■ **Selected excerpt**
The stakes are high for PepsiCo: With $29 billion a year in revenue, North America Beverages is the food-and-beverage giant’s single biggest division. And Krishnan is facing intense pressure to make bold changes not just at Gatorade but across the beverage portfolio: In early September, activist investor Elliott Management took a $4 billion stake in PepsiCo, which it called a “dramatic underperformer,” and sent an open letter outlining ways PepsiCo could improve growth and profitability. Elliott took aim at PepsiCo broadly and zeroed in on PepsiCo’s North American beverages business (PBNA), saying: “despite its strengths, PBNA has underperformed its peers for more than a decade on both growth and margins.”

Among the criticisms: PepsiCo’s drinks business consists of an unwieldy assortment of too many products that has “strained focus and execution.” In a press release, PepsiCo noted Elliott’s concerns but said it was “confident” that its own initiatives—those underway before the letter—would succeed.

■ **Supplied material**
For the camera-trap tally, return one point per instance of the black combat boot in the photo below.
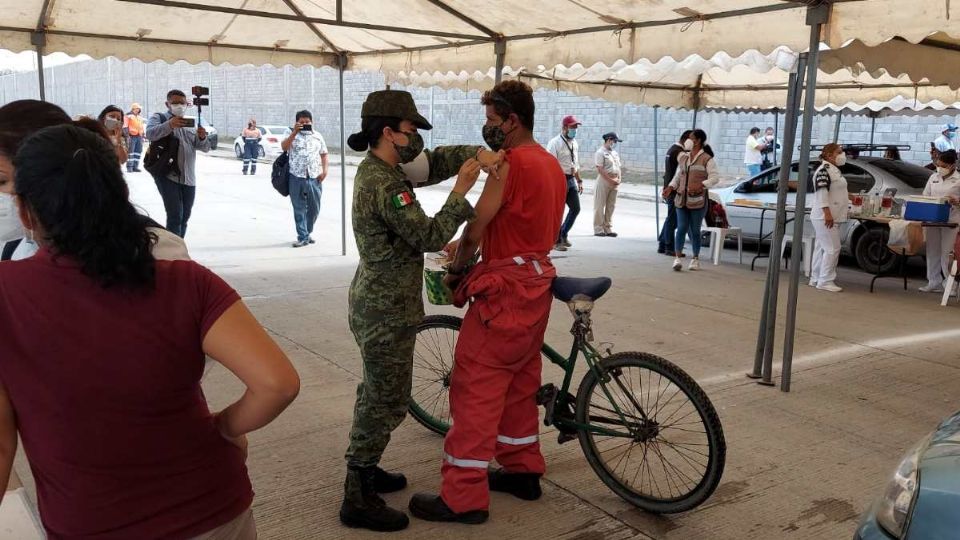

■ **What the task asks**
Please carry on the PepsiCo beverage passage above, picking up after its last sentence.

■ **Exercise output**
Changing consumer tastes

So, what are those efforts? The Gatorade refresh is just one piece of Krishnan’s efforts to transform PepsiCo’s North American beverage roster, which also includes Mountain Dew and Pepsi Cola. Other moves by Krishnan include the nearly $2 billion purchase in May of prebiotic soda Poppi and in late summer, PepsiCo’s increased stake in Celsius Holdings, making the brand its leader energy drink and one popular with millennial and Gen Z gym-goers and other active people. (Gatorade is categorized as a “sports” drink because it is about quenching thirst and replenishing electrolytes, and not about boosting energy.) PepsiCo also recently launched a prebiotic version of its flagship brand, Pepsi Cola.

The PepsiCo beverage revamp comes as brands like Gatorade and Pepsi have lost market share. American consumer habits have shifted away from sugary drinks toward so-called functional drinks—meaning they claim to offer benefits other than simple refreshment. In the era of “Make America Healthy Again,” the ongoing push from health-conscious consumers and public health groups against artificial colors and dyes in food and drinks has gained traction.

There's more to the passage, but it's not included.